• **WHAT TO DO**
Pull out the rows from the line with "locate terracotta pot" to the line with "(388, 1090)", both included, and copy them verbatim with nothing else.

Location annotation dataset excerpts
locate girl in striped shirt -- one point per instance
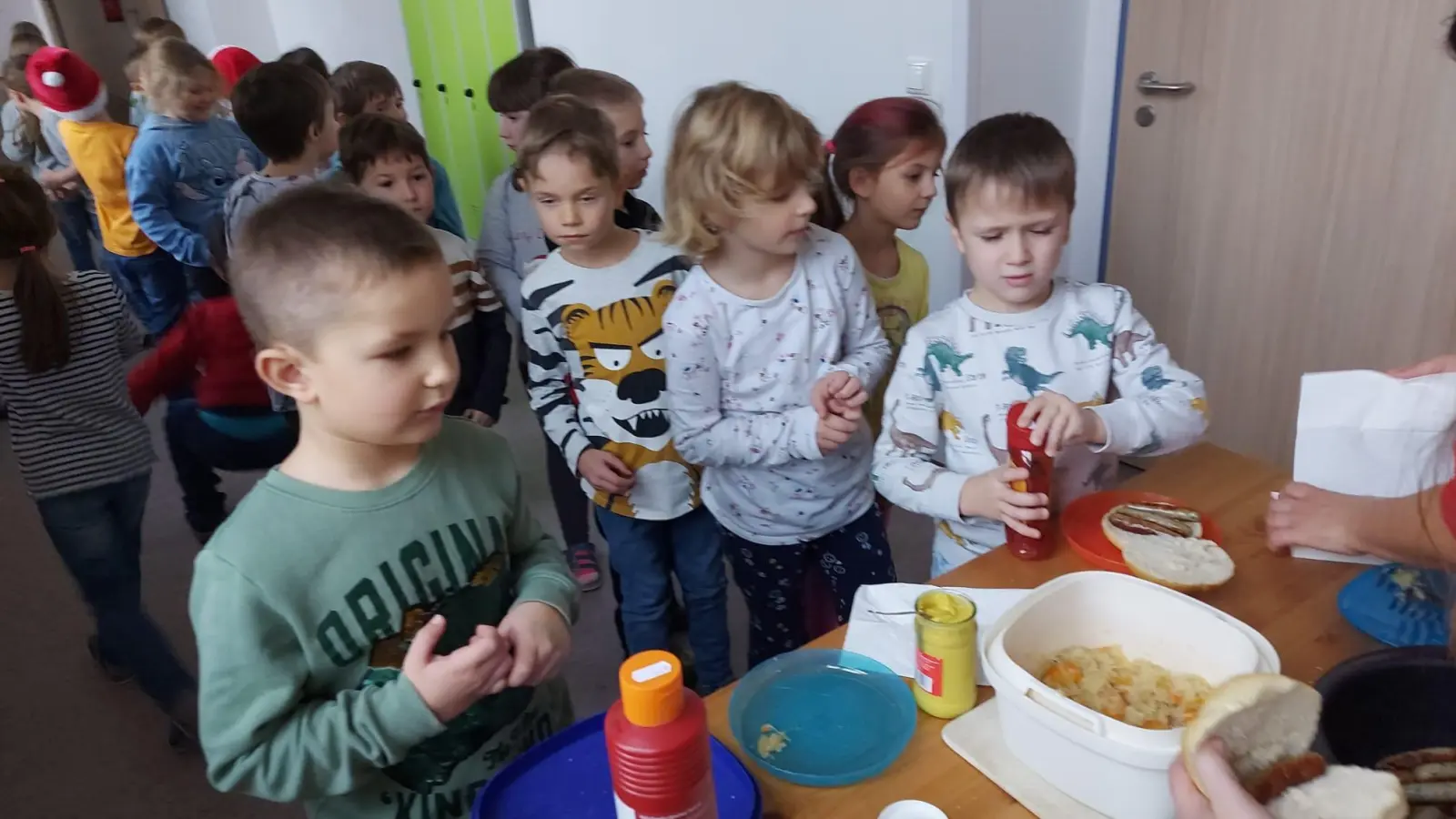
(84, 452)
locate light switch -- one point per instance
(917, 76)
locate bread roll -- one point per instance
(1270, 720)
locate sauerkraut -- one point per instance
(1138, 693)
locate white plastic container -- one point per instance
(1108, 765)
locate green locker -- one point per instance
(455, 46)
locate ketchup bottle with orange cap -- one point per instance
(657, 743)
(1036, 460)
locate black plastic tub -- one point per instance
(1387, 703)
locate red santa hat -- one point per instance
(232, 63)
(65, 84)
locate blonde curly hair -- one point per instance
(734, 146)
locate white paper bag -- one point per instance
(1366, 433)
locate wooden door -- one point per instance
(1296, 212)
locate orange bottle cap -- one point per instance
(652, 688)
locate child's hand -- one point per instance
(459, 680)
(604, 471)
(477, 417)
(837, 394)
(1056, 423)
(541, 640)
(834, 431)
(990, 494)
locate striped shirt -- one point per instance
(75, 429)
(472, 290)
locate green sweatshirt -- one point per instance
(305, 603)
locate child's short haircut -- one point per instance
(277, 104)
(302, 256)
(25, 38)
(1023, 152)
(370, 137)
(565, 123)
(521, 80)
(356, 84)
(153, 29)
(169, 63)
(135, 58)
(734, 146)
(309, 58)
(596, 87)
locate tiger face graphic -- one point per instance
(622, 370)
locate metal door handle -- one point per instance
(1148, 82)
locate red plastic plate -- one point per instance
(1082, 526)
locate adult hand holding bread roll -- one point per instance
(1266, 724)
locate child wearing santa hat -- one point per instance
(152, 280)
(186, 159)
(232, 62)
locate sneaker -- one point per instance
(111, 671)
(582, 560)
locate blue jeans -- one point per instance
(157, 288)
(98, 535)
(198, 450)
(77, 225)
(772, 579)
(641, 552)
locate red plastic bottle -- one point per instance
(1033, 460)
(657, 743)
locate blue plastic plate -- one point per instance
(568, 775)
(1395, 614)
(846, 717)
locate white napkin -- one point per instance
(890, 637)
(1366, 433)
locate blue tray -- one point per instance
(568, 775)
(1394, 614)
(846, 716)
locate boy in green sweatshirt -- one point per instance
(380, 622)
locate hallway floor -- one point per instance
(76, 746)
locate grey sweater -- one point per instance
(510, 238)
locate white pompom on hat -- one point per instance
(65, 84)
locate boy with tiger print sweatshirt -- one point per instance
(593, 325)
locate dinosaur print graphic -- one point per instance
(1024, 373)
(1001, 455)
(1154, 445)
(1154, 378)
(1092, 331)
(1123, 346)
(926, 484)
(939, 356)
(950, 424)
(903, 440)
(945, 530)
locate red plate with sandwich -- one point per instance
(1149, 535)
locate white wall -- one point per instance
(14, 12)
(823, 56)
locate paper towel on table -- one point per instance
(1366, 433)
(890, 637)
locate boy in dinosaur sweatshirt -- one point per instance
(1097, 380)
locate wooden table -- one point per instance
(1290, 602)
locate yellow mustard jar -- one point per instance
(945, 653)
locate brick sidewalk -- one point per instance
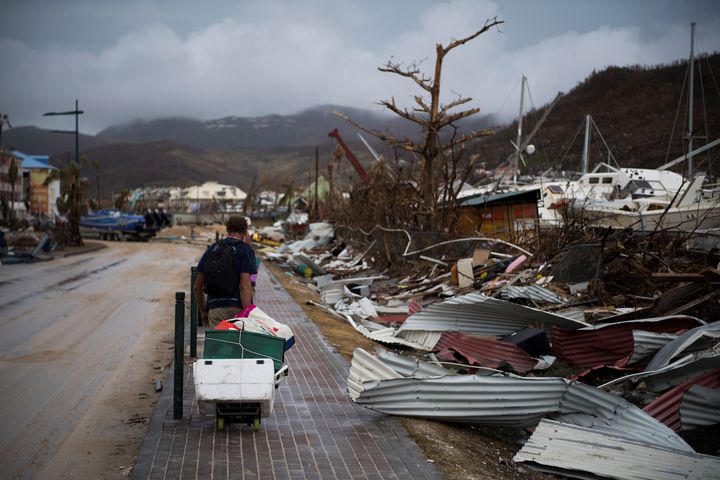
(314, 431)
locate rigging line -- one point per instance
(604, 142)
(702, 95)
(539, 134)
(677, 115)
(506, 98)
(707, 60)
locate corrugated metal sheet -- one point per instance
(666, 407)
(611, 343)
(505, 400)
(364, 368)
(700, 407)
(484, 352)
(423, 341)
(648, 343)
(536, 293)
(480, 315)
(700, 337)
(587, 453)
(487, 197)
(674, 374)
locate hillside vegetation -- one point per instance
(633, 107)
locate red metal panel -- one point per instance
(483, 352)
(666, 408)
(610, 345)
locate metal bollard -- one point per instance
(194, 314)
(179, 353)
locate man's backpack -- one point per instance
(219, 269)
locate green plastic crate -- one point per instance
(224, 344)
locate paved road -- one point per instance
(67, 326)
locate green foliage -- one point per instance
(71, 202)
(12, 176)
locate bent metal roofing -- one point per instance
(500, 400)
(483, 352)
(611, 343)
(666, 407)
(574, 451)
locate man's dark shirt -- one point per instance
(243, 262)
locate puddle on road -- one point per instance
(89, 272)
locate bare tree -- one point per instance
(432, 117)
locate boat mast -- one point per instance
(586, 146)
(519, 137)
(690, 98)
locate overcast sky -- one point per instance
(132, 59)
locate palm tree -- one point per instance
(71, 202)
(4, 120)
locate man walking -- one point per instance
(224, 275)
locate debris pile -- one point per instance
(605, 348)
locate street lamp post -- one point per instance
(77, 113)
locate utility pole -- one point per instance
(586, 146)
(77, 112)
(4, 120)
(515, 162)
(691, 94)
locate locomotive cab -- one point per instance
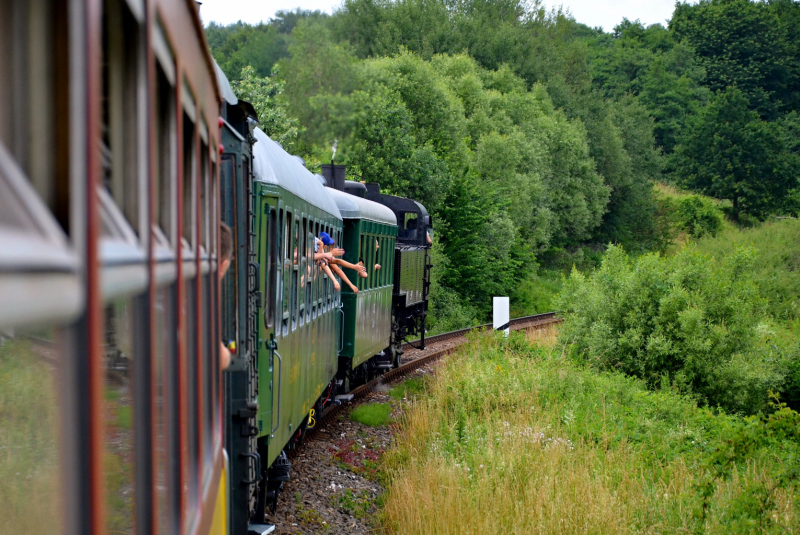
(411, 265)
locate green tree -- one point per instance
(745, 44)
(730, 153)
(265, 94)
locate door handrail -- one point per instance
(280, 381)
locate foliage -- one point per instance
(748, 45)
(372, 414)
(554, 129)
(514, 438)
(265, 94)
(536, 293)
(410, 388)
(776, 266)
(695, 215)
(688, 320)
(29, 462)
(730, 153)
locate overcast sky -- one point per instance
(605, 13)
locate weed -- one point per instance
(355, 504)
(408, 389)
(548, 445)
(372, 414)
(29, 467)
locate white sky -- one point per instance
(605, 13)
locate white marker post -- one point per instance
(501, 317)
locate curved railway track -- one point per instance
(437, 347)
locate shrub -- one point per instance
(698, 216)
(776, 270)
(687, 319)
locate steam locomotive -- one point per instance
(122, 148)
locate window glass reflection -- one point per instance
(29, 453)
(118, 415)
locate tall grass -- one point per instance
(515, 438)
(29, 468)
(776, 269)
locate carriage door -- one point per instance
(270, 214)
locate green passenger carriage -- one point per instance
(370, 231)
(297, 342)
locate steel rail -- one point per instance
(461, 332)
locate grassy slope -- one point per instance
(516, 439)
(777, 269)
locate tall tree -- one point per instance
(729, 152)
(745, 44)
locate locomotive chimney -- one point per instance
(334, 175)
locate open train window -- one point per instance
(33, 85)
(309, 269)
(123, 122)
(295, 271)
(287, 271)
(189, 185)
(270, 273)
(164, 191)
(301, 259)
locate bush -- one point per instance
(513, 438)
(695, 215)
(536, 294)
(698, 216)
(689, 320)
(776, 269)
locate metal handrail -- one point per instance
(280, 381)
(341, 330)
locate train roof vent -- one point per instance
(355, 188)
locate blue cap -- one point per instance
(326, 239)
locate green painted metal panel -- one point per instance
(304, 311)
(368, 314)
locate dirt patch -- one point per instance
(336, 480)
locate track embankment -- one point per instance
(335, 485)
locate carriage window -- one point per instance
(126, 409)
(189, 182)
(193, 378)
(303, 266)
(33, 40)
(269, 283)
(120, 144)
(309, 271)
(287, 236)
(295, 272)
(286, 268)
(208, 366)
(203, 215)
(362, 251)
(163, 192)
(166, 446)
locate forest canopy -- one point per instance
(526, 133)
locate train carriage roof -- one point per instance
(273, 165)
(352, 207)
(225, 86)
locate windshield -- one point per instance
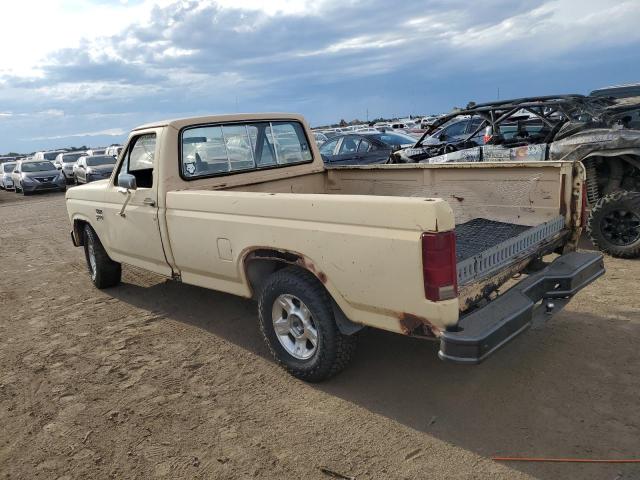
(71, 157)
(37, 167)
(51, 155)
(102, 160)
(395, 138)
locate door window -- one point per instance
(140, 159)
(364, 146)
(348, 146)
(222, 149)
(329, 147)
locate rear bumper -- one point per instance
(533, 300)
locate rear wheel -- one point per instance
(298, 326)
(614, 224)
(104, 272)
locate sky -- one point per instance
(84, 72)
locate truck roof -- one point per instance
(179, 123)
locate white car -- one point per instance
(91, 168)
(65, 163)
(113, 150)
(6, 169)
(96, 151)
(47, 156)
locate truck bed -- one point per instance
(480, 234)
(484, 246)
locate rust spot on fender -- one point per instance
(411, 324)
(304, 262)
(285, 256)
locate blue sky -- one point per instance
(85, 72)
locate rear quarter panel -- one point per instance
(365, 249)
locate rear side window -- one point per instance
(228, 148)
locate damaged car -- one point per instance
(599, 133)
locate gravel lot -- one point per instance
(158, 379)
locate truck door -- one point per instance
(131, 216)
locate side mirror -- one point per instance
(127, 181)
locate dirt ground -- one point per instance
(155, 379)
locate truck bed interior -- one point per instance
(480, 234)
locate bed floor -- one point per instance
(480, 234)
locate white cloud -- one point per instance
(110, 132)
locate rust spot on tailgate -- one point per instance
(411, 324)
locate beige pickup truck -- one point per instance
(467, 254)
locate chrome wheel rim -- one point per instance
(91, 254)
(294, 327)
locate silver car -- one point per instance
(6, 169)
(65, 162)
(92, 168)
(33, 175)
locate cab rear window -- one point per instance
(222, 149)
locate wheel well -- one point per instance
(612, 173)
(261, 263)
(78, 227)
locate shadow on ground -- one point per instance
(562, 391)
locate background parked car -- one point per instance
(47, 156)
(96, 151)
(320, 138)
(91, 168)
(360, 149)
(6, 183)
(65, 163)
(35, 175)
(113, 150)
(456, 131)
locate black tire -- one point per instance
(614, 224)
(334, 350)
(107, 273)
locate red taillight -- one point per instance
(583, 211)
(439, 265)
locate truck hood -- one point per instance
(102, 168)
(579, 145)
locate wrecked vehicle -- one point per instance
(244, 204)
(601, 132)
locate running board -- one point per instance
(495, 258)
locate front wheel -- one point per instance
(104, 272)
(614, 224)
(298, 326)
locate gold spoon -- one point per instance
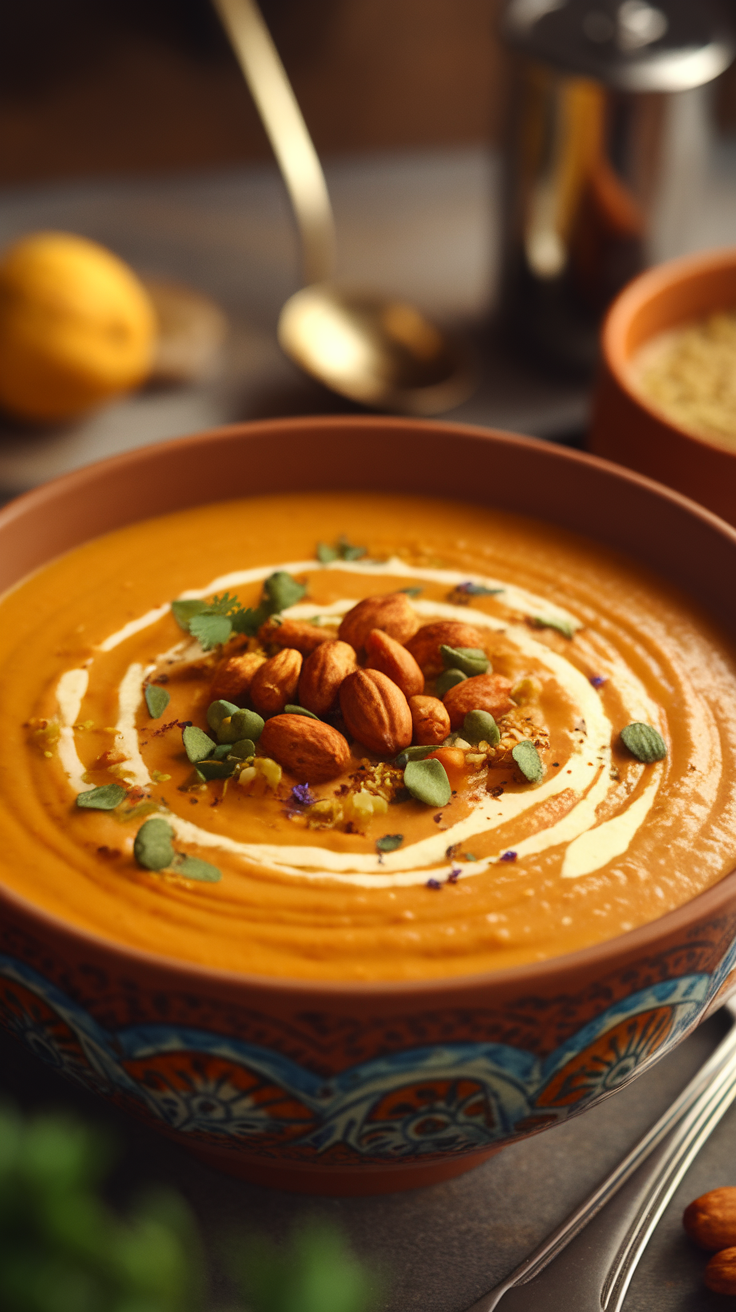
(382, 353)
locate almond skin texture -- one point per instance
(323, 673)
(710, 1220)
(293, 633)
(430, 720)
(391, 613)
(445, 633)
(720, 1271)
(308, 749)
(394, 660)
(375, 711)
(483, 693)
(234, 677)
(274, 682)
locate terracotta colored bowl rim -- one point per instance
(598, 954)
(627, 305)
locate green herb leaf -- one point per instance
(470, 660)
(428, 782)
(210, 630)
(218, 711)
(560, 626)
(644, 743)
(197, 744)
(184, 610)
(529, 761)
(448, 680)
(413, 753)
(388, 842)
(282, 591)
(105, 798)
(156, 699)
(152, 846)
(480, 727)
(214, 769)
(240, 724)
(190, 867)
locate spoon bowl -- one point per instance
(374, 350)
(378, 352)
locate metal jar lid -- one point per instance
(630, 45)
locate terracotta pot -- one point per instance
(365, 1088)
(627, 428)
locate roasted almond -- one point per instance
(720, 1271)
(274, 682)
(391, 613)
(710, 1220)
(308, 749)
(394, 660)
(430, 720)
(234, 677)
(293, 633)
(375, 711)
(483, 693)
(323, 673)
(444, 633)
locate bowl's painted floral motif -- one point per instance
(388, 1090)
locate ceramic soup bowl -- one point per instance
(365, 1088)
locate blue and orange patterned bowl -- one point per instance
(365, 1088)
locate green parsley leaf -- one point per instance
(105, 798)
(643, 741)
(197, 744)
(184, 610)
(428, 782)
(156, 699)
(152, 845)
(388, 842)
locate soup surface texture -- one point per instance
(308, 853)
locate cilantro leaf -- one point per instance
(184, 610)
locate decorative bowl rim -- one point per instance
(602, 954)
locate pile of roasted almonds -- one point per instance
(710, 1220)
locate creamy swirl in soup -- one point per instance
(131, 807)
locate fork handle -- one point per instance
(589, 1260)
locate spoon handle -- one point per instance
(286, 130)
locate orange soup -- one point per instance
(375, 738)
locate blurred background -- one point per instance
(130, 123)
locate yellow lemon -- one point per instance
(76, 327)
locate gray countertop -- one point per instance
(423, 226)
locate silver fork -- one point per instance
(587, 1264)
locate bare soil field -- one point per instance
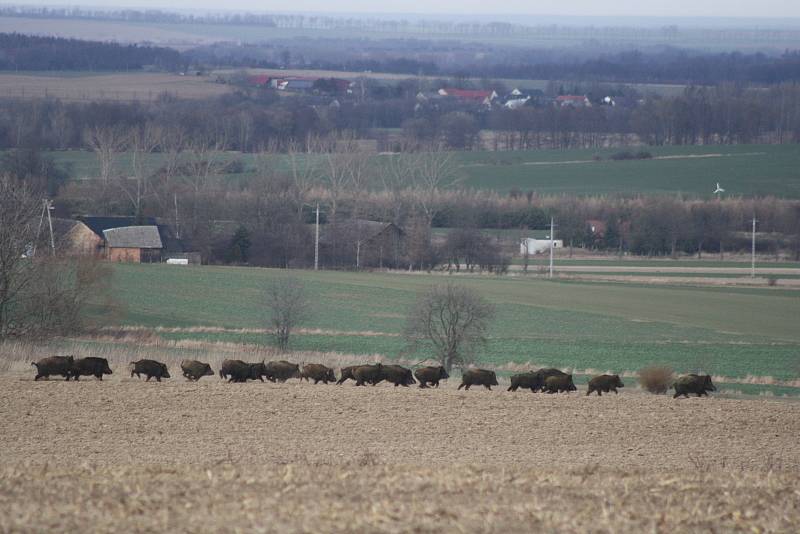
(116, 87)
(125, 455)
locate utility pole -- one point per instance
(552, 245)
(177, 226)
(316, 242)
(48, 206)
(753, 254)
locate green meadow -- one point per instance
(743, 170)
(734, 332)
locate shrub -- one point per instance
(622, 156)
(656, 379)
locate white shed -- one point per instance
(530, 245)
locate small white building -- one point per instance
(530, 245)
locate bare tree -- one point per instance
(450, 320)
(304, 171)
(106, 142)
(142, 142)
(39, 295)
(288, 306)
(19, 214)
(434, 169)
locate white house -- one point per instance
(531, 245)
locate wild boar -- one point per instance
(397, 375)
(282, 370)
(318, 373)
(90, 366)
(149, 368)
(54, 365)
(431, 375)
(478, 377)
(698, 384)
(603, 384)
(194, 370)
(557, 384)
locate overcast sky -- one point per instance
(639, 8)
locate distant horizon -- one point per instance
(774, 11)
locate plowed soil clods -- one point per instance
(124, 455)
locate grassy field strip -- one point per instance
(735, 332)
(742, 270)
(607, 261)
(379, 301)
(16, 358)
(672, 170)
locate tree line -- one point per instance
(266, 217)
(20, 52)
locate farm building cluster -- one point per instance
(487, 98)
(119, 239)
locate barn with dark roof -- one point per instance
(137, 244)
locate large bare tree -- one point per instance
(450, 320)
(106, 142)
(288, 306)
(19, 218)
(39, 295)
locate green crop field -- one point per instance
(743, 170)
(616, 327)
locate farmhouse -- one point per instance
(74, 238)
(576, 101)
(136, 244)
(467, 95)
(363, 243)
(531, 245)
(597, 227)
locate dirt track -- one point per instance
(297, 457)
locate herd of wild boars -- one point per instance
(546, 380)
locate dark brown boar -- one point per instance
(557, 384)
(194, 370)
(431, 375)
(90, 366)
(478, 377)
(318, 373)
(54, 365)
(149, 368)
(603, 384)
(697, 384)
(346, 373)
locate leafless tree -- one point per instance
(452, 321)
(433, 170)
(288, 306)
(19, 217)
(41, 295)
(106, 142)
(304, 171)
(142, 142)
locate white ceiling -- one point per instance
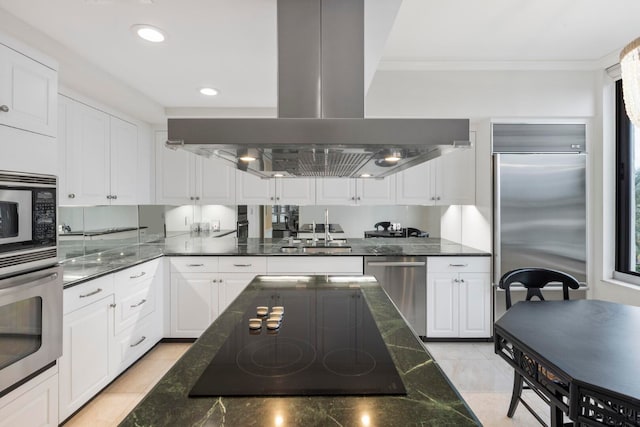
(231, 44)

• **SOLUTION FOR THIS PROBLEM**
locate terracotta pot -- one point per instance
(365, 1088)
(627, 428)
locate roasted almond -- one point per instance
(720, 1271)
(274, 682)
(391, 613)
(710, 1220)
(308, 749)
(394, 660)
(430, 720)
(234, 677)
(293, 633)
(375, 711)
(483, 693)
(323, 673)
(444, 633)
locate bowl's painted floral motif -- one point per instance
(388, 1090)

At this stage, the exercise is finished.